> [OBJECTIVE]
Find every line in the data below that contains the string "branch" and copy each of those lines.

> [EXTRACTED DATA]
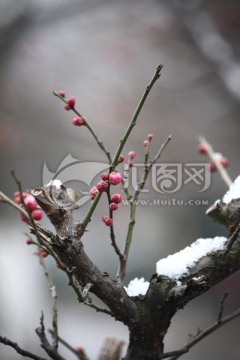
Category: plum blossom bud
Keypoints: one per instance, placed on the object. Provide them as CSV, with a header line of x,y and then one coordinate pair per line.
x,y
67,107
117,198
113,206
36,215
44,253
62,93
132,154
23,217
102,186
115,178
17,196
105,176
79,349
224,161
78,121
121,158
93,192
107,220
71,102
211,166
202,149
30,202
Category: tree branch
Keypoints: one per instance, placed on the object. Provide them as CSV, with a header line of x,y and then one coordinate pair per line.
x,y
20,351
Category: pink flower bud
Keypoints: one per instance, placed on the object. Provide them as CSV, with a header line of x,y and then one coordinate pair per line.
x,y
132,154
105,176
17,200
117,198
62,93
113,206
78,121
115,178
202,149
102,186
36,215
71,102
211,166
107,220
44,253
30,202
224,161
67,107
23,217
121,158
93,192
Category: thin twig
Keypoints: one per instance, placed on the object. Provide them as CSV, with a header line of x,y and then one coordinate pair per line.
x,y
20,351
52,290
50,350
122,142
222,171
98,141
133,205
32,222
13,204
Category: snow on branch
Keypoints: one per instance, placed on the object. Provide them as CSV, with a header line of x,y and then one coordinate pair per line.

* * *

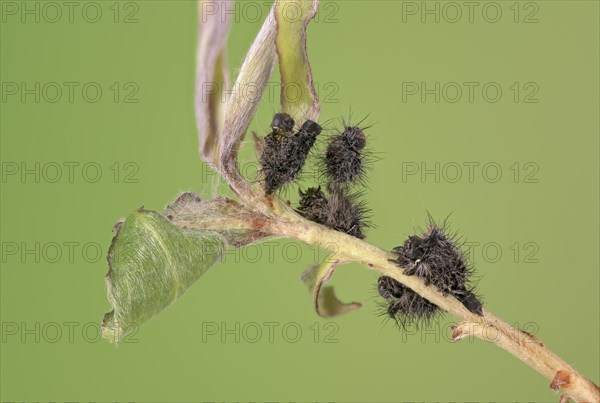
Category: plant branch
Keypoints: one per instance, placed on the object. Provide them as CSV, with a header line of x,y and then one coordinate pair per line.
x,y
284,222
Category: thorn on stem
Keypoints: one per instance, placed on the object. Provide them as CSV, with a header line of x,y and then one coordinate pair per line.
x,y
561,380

==

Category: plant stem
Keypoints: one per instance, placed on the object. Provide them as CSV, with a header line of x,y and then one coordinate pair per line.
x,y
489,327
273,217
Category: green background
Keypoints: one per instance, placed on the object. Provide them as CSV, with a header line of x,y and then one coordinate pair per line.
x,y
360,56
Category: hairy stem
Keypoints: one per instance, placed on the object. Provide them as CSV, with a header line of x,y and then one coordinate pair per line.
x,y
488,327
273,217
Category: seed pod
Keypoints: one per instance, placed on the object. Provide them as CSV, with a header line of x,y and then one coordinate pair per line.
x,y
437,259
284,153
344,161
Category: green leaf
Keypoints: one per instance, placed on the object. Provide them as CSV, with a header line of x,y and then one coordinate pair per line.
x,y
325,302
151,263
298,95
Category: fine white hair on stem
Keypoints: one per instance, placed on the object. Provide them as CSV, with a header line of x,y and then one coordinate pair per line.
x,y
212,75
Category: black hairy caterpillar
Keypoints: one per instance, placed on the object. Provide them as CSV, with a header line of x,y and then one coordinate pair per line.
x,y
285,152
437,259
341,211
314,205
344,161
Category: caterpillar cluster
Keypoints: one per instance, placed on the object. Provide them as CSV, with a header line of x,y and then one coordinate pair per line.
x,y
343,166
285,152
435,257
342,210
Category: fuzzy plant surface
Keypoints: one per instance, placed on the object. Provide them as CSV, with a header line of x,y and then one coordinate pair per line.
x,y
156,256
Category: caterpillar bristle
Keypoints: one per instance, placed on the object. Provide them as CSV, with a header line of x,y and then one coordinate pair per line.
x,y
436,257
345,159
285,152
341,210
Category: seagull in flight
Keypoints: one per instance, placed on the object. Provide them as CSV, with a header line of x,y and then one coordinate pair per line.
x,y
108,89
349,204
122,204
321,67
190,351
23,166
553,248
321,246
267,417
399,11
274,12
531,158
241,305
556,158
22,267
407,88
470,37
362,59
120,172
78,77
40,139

> [ANSWER BELOW]
Category: tree branch
Category: snow on branch
Category: plant branch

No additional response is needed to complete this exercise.